§ Activity
What are the lines from the top of the entries below through the line containing "positive clicks: (6, 203)"? Return them exactly, both ends included, without the pictures.

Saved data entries

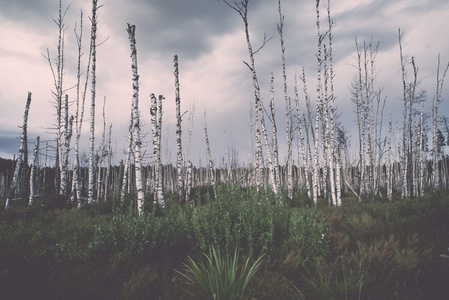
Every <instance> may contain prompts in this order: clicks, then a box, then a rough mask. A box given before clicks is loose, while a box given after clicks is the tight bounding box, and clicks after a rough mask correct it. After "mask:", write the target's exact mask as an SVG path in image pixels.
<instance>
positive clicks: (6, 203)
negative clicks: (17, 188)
mask: <svg viewBox="0 0 449 300" xmlns="http://www.w3.org/2000/svg"><path fill="white" fill-rule="evenodd" d="M30 104H31V92H28V97H27V100H26V104H25V112H24V114H23V125H22V137H21V138H20V146H19V155H18V157H17V162H16V166H15V168H14V174H13V177H12V183H11V187H10V188H9V191H8V195H7V197H6V202H5V210H7V209H8V208H9V205H10V202H11V198H12V196H13V195H14V191H15V189H16V187H17V183H18V181H19V171H20V168H21V167H22V162H23V155H24V148H25V143H26V141H25V134H26V128H27V124H28V112H29V110H30Z"/></svg>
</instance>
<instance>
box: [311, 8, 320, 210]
mask: <svg viewBox="0 0 449 300" xmlns="http://www.w3.org/2000/svg"><path fill="white" fill-rule="evenodd" d="M319 6H320V0H316V15H317V17H316V25H317V36H318V47H317V89H316V93H317V103H316V117H315V139H314V146H315V151H314V156H313V185H312V186H313V202H314V203H315V204H316V203H317V201H318V189H319V188H318V177H319V172H320V169H319V164H318V139H319V132H320V116H321V109H322V99H321V39H322V37H321V32H320V10H319Z"/></svg>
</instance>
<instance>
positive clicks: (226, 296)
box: [177, 247, 263, 300]
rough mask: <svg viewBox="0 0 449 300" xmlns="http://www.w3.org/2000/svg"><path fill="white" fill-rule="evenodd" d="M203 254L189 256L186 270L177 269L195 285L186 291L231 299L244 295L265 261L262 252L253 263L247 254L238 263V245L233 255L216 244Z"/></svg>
mask: <svg viewBox="0 0 449 300" xmlns="http://www.w3.org/2000/svg"><path fill="white" fill-rule="evenodd" d="M204 258H205V259H204ZM204 258H203V259H201V260H199V261H198V262H195V260H193V259H192V258H190V257H189V262H188V264H185V269H186V271H185V272H182V271H177V272H178V273H179V274H180V275H181V276H182V277H184V279H185V280H186V281H187V283H188V284H189V285H191V286H192V287H193V289H194V292H190V291H188V290H187V292H188V293H190V294H191V295H193V296H195V297H196V298H197V299H200V298H201V299H203V298H204V299H216V300H228V299H229V300H232V299H241V298H243V296H244V295H245V291H246V289H247V288H248V285H249V284H250V282H251V280H252V279H253V277H254V275H255V274H256V272H257V271H258V270H259V268H260V266H261V264H262V262H263V255H262V256H260V257H259V258H257V259H256V260H255V261H254V263H253V264H252V265H250V259H249V258H248V259H246V261H245V263H244V264H243V265H242V266H241V267H239V254H238V251H237V249H235V251H234V255H233V256H230V255H229V253H226V254H224V255H223V254H222V253H221V251H220V250H219V249H215V247H211V248H210V249H209V255H207V254H204Z"/></svg>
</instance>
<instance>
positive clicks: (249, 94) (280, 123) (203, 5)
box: [0, 0, 449, 165]
mask: <svg viewBox="0 0 449 300" xmlns="http://www.w3.org/2000/svg"><path fill="white" fill-rule="evenodd" d="M322 2H323V3H322V4H321V7H322V8H323V9H322V16H323V17H325V10H324V5H325V4H327V1H322ZM99 4H100V5H103V7H101V8H100V9H99V11H98V18H99V22H100V23H99V26H98V41H99V42H101V41H105V42H104V43H103V44H102V45H101V46H100V47H99V48H98V50H97V89H96V92H97V105H96V136H97V139H96V147H98V145H99V144H100V138H101V132H102V128H103V120H102V109H103V99H104V97H106V107H105V112H106V123H107V124H108V125H107V126H108V127H109V124H112V128H113V143H114V145H113V147H114V149H116V151H117V156H116V161H117V160H119V159H121V158H122V157H123V154H122V153H123V151H124V148H125V141H126V136H127V130H128V121H129V114H130V108H131V101H132V98H131V93H132V82H131V59H130V49H129V41H128V34H127V32H126V27H127V25H126V24H127V23H130V24H135V25H136V40H137V56H138V68H139V74H140V110H141V115H142V118H141V121H142V122H143V123H144V126H143V128H142V129H143V131H144V133H147V136H146V138H145V143H144V146H145V150H146V153H147V155H146V162H147V163H151V157H150V155H149V153H151V152H152V142H151V127H150V113H149V107H150V94H151V93H154V94H156V95H159V94H162V95H164V96H165V99H166V100H165V102H164V103H163V106H164V108H163V110H164V114H163V127H164V128H163V137H162V138H163V145H162V147H163V148H165V147H166V146H165V145H166V144H165V140H166V138H167V137H168V141H169V148H170V149H171V150H170V151H169V152H170V153H171V158H172V160H171V161H172V162H173V161H174V160H175V159H176V147H175V138H176V137H175V101H174V77H173V70H174V69H173V56H174V55H175V54H177V55H178V56H179V72H180V86H181V110H182V111H183V112H184V111H187V110H188V109H189V106H190V104H191V103H193V102H196V103H197V108H196V112H195V126H194V134H193V142H192V158H193V159H194V161H196V162H198V160H199V159H201V160H202V162H203V165H204V164H205V163H204V161H205V159H206V158H205V152H206V151H205V138H204V117H203V114H204V111H205V110H207V127H208V133H209V140H210V144H211V151H212V156H213V157H215V158H216V159H217V163H218V162H219V158H220V156H223V155H224V154H225V150H226V148H227V147H231V146H232V147H233V148H235V149H236V150H237V151H238V152H239V160H240V162H241V163H244V162H246V161H247V157H248V145H249V143H248V141H249V110H250V103H251V102H253V101H254V97H253V85H252V78H251V73H250V71H249V70H248V68H247V67H246V66H245V64H244V63H243V61H246V60H248V50H247V48H246V41H245V36H244V30H243V29H244V27H243V23H242V21H241V19H240V17H239V15H238V14H237V13H236V12H235V11H233V10H231V9H230V8H229V7H228V6H226V5H225V4H224V3H223V2H222V1H219V0H127V1H124V0H100V1H99ZM68 5H70V8H69V10H68V11H67V14H66V16H65V24H66V30H65V79H64V80H65V87H70V86H73V85H74V84H75V80H76V61H77V53H76V51H77V49H76V44H75V35H74V28H75V24H78V25H79V14H80V10H81V9H82V10H83V12H84V15H85V18H84V28H85V32H84V35H85V37H86V40H85V43H84V53H85V55H84V56H83V59H84V61H83V63H84V65H85V64H86V58H87V53H88V38H89V35H90V33H89V32H88V30H89V29H90V25H89V22H88V18H87V17H88V16H90V15H91V1H89V0H73V1H71V2H69V1H67V0H64V1H63V3H62V6H63V9H65V8H66V7H67V6H68ZM282 10H283V14H284V15H285V25H284V39H285V46H286V64H287V80H288V88H289V94H290V96H292V97H294V93H293V87H294V76H295V74H300V73H301V68H302V67H303V66H304V67H305V69H306V77H307V81H308V85H309V90H311V91H313V89H314V87H315V86H316V81H315V76H316V70H315V69H316V67H315V65H316V57H315V53H316V44H317V42H316V27H315V26H316V25H315V19H316V15H315V1H312V0H308V1H304V0H283V1H282ZM331 11H332V16H333V18H334V19H335V23H336V27H335V28H334V29H333V34H334V66H335V73H336V75H335V96H336V97H337V100H336V104H337V105H338V110H339V112H340V113H341V117H340V121H341V122H342V125H343V126H344V127H345V128H346V129H348V130H349V131H350V132H349V134H350V135H351V136H352V143H353V144H355V143H356V135H357V133H356V131H355V128H356V126H355V123H354V121H355V119H356V116H355V114H354V113H353V107H352V103H351V101H350V91H349V87H350V84H351V79H352V77H353V76H354V75H355V72H356V70H355V68H354V66H353V65H354V64H355V63H356V59H355V57H356V55H355V43H354V38H355V37H356V36H357V39H358V41H359V42H363V41H367V42H369V41H370V40H371V39H372V40H373V42H374V43H377V42H380V44H379V53H378V56H377V61H376V71H377V77H376V86H377V87H378V88H383V89H384V91H383V95H384V96H387V97H388V98H387V104H386V114H385V120H386V121H385V122H384V123H387V120H388V115H387V114H388V113H390V112H391V113H393V120H396V119H399V121H401V116H402V107H403V104H402V102H401V101H400V100H399V98H400V97H401V95H402V83H401V79H400V77H401V73H400V60H399V47H398V28H399V27H400V28H401V29H402V30H403V31H404V32H405V34H404V37H403V48H404V49H403V50H404V53H405V54H406V55H407V57H408V58H411V57H412V56H413V57H415V62H416V65H417V67H418V68H419V78H420V79H421V85H420V88H421V89H425V90H426V91H427V101H426V103H425V109H426V112H428V113H430V109H431V104H432V99H433V97H434V95H435V87H436V68H437V57H438V53H441V61H442V64H443V65H445V64H446V63H447V61H448V60H449V47H448V46H449V39H448V35H447V29H448V28H449V18H448V16H449V2H448V1H447V0H402V1H401V0H358V1H355V0H339V1H333V2H332V3H331ZM57 14H58V0H1V1H0V32H1V33H2V37H1V39H0V66H1V69H0V157H6V158H12V157H13V154H17V153H18V147H19V141H18V139H17V137H19V136H20V134H21V129H20V128H19V127H18V126H21V125H22V120H23V111H24V107H25V101H26V96H27V92H28V91H30V92H32V103H31V108H30V113H29V121H28V126H29V133H28V138H29V141H30V147H29V148H30V149H32V148H33V145H32V143H31V142H32V141H34V139H35V137H36V136H37V135H40V136H41V140H52V139H54V135H52V134H51V130H50V128H51V127H53V124H54V123H55V119H56V118H55V112H56V110H55V108H54V102H53V99H52V93H51V91H52V90H53V89H54V83H53V79H52V75H51V71H50V68H49V65H48V62H47V61H46V60H45V58H43V56H42V53H46V52H47V48H48V49H49V51H50V54H51V55H52V57H56V46H57V27H56V25H55V23H54V22H53V19H56V18H57ZM323 21H324V20H323ZM278 22H279V15H278V1H277V0H252V1H250V7H249V26H250V34H251V39H252V43H253V46H254V48H255V49H256V48H258V46H260V44H261V42H262V40H263V36H264V33H265V34H266V35H267V37H271V36H273V38H272V39H271V40H270V41H269V43H268V44H267V45H266V46H265V47H264V48H263V49H262V50H261V51H260V52H259V53H258V54H257V55H256V70H257V72H258V73H257V74H258V77H259V81H260V83H261V93H262V100H263V101H264V105H265V106H266V107H268V101H269V99H270V94H269V80H270V73H271V72H273V73H274V77H275V82H276V85H275V93H276V101H277V102H276V103H277V104H276V108H277V110H276V112H277V123H278V130H279V131H280V136H279V143H280V146H281V147H282V144H283V143H285V134H284V131H285V129H284V128H285V127H284V125H283V124H285V120H284V119H285V117H284V114H285V108H284V100H283V99H284V98H283V91H282V64H281V51H280V42H279V36H278V34H277V30H276V24H277V23H278ZM324 25H325V24H324V22H323V24H322V28H324V27H325V26H324ZM408 68H409V69H408V70H409V73H410V74H412V71H411V69H410V66H409V67H408ZM442 68H443V67H442ZM448 91H449V82H447V83H446V88H445V90H444V97H445V98H449V97H447V96H448V95H449V92H448ZM67 93H68V95H69V98H70V100H74V99H75V91H74V90H69V91H68V92H67ZM312 95H313V94H312ZM300 97H301V99H303V98H302V95H301V96H300ZM313 99H314V97H313V96H312V100H313ZM89 103H90V96H89V95H88V97H87V101H86V111H85V121H86V123H85V124H84V128H83V134H82V137H81V139H82V147H83V149H84V150H86V151H87V146H88V139H89V138H88V137H89V134H88V129H89V125H88V118H89V110H90V105H89ZM302 107H304V103H302ZM70 113H71V114H74V113H75V107H74V106H72V107H71V108H70ZM441 114H442V115H448V114H449V99H446V100H445V101H444V102H443V105H442V106H441V108H440V115H441ZM429 125H430V124H429ZM182 126H183V133H184V135H183V151H184V153H187V128H188V120H187V114H186V115H184V118H183V124H182ZM384 133H386V131H384ZM72 145H73V143H72ZM163 152H164V153H165V150H163ZM281 153H282V151H281ZM30 157H31V156H30ZM168 159H169V158H168V157H166V156H165V154H163V162H164V163H166V162H167V160H168ZM281 162H283V159H282V158H281Z"/></svg>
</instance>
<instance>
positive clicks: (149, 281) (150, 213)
mask: <svg viewBox="0 0 449 300" xmlns="http://www.w3.org/2000/svg"><path fill="white" fill-rule="evenodd" d="M195 195H196V196H195V197H193V199H192V202H191V203H188V204H181V203H179V202H178V201H177V200H176V198H175V197H174V196H170V197H167V209H166V210H164V211H160V210H158V209H155V208H153V207H152V206H151V205H147V206H146V207H145V213H144V214H143V215H141V216H137V215H136V210H135V207H134V205H135V204H134V203H133V201H132V200H130V199H133V197H132V196H129V197H128V198H127V200H126V201H123V202H120V201H118V200H117V199H115V197H113V196H111V197H109V198H108V200H106V201H104V202H98V203H95V204H92V205H85V206H84V208H83V209H82V210H80V211H77V210H75V209H67V208H63V207H65V205H61V203H60V202H61V199H59V198H58V197H51V198H48V199H45V200H42V201H40V202H38V203H37V204H38V205H35V207H33V208H30V209H26V208H24V207H25V206H24V205H23V204H22V203H19V202H16V203H14V204H13V206H12V207H11V208H10V209H9V210H8V211H1V212H0V241H1V242H0V268H1V269H0V298H1V299H12V298H14V299H26V298H27V299H30V298H36V295H39V297H40V298H46V299H81V298H83V299H117V298H118V299H199V298H201V297H202V296H204V290H202V289H199V288H195V289H192V285H191V283H192V281H191V280H192V279H193V277H191V276H194V274H193V273H188V272H187V273H183V274H184V275H186V276H182V275H181V274H180V273H179V271H181V272H182V270H185V269H183V268H184V267H185V266H186V265H189V263H190V266H194V265H195V264H196V265H197V266H199V265H201V262H203V263H207V260H204V258H205V256H204V254H203V253H209V254H210V255H209V256H208V257H209V258H214V257H215V258H217V259H218V258H220V259H222V260H223V259H228V260H230V261H231V262H232V259H234V261H233V262H232V263H233V264H231V263H229V264H228V265H229V266H232V267H233V268H234V270H235V271H236V273H237V274H239V276H242V278H245V276H247V275H248V271H249V270H250V269H251V267H248V269H247V270H245V268H244V267H245V266H252V265H253V264H255V263H257V264H258V263H260V265H257V269H258V272H257V273H256V272H254V274H252V275H251V279H252V280H251V282H249V281H248V284H247V286H245V289H244V293H237V294H238V299H252V298H255V299H438V298H441V296H442V295H447V294H448V293H449V260H448V259H445V258H444V257H441V256H440V255H441V254H444V253H445V252H446V251H447V247H448V246H449V234H448V227H447V226H448V225H447V224H449V192H448V191H447V190H439V191H436V192H434V193H429V194H428V195H427V196H425V197H423V198H413V199H404V200H394V201H391V202H383V201H376V202H369V201H368V202H361V203H358V201H357V199H352V198H345V199H344V201H343V205H342V207H338V208H335V207H330V208H329V207H327V206H326V205H325V204H324V202H326V201H323V202H319V204H318V205H317V207H315V206H313V207H309V205H308V204H307V203H308V202H307V201H306V200H301V201H289V200H287V198H286V197H284V196H282V195H281V196H276V195H274V194H272V193H271V192H269V191H264V192H256V191H254V190H250V189H245V188H241V187H239V186H235V185H219V186H217V187H216V188H215V190H213V189H212V187H203V188H201V189H197V190H196V191H195ZM151 200H152V195H148V196H147V203H152V201H151ZM58 203H59V204H58ZM211 249H214V250H213V251H212V250H211ZM214 251H215V252H214ZM214 253H215V254H214ZM220 253H221V254H220ZM232 253H238V255H237V256H232ZM229 254H231V255H229ZM214 255H215V256H214ZM262 256H263V262H261V260H260V257H262ZM225 262H226V263H227V261H225ZM225 262H223V263H225ZM237 265H238V266H237ZM203 266H204V264H203ZM176 270H178V271H176ZM220 270H222V272H224V273H223V274H218V275H217V276H226V272H227V273H229V271H230V270H229V268H227V267H226V268H221V269H220ZM237 271H238V272H237ZM217 272H219V271H217ZM239 272H240V273H239ZM189 274H190V275H189ZM189 276H190V277H189ZM189 283H190V284H189ZM11 297H12V298H11ZM206 298H207V297H206Z"/></svg>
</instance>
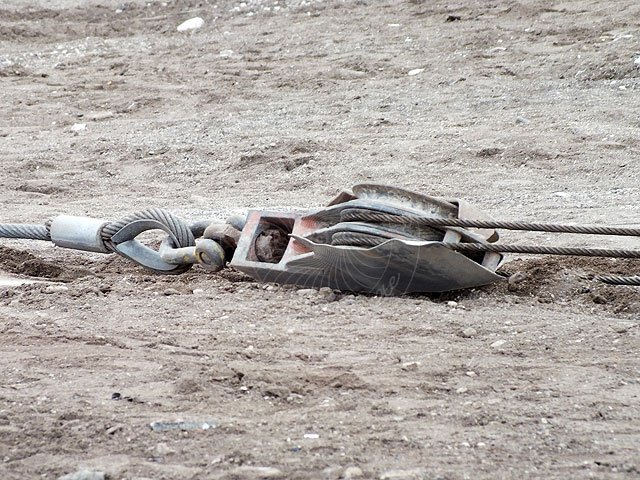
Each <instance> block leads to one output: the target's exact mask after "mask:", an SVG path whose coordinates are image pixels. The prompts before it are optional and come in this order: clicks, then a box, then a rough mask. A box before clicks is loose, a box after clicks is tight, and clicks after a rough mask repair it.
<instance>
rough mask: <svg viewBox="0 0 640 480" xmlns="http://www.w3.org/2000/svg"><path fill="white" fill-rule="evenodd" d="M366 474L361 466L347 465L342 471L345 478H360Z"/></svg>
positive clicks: (345, 479) (350, 478) (345, 478)
mask: <svg viewBox="0 0 640 480" xmlns="http://www.w3.org/2000/svg"><path fill="white" fill-rule="evenodd" d="M363 475H364V473H363V472H362V469H361V468H359V467H347V468H345V469H344V472H342V478H344V479H345V480H350V479H352V478H360V477H362V476H363Z"/></svg>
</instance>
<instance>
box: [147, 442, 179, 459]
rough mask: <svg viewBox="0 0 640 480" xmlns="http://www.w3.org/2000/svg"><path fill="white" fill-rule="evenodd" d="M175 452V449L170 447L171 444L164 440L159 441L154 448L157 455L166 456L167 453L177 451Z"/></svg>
mask: <svg viewBox="0 0 640 480" xmlns="http://www.w3.org/2000/svg"><path fill="white" fill-rule="evenodd" d="M175 452H176V451H175V450H173V449H172V448H170V447H169V445H167V444H166V443H164V442H161V443H158V444H157V445H156V447H155V448H154V449H153V453H154V454H155V455H156V456H157V457H164V456H166V455H171V454H172V453H175Z"/></svg>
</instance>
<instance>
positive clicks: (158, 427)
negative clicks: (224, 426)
mask: <svg viewBox="0 0 640 480" xmlns="http://www.w3.org/2000/svg"><path fill="white" fill-rule="evenodd" d="M149 427H150V428H151V430H153V431H154V432H168V431H171V430H180V431H183V432H187V431H189V430H209V429H210V428H216V424H215V422H212V421H205V422H151V423H150V424H149Z"/></svg>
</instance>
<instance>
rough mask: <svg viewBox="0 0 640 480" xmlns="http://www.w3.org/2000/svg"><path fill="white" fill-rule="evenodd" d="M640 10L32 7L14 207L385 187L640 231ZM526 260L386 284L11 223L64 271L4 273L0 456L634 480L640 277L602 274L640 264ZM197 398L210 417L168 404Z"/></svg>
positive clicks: (241, 200) (531, 4) (540, 1)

§ Solution to this task
Every <instance> may contain prompts in this order: clicks, then a box, then a rough mask. A box given before clicks is loose, while a box given after clicks is the tight bounding box, and clicks after a rough mask correct it. After "mask:", write the target's exact mask as an SVG path in image pixels.
<instance>
positive clicks: (6, 203)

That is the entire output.